Goal: Rescale the listing from the line with "Confirm that each instance of the shower curtain" to the line with "pixel 455 438", rewriting every one of those lines, requests included, and nothing else. Multiply each marked-point coordinate by 1.65 and round to a whole number with halves rounded up, leaving the requests and their format samples unchanged.

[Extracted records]
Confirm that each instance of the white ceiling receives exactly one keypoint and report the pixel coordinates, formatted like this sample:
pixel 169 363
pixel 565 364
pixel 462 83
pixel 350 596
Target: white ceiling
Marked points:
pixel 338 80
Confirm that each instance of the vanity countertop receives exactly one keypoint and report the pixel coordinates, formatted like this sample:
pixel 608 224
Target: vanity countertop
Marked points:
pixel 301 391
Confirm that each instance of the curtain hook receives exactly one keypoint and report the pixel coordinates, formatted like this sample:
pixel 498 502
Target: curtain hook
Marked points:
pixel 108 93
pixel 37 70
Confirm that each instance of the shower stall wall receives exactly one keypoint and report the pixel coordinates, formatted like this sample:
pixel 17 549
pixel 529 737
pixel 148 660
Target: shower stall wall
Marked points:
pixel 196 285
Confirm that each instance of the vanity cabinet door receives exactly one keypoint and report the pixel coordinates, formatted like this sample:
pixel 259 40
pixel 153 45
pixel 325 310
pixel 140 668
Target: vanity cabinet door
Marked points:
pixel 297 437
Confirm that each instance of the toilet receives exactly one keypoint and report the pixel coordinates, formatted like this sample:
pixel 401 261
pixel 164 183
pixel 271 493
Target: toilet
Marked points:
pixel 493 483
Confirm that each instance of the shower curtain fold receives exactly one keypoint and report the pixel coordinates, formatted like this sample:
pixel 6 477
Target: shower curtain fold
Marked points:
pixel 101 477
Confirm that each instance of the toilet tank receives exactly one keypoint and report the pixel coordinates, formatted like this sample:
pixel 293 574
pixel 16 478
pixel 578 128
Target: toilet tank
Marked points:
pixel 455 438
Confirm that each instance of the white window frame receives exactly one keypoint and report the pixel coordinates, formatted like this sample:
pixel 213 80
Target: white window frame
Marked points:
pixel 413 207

Written response:
Confirm that each instance of the shower curtain fold receives exactly one keypoint and report the pixel coordinates, formatted like this sample:
pixel 6 477
Target: shower curtain fold
Marked points:
pixel 167 787
Confirm that each instance of the toilet tank receives exactly one keypoint and report the pixel coordinates, formatted like this sample:
pixel 293 574
pixel 16 478
pixel 578 128
Target: toilet tank
Marked points:
pixel 751 723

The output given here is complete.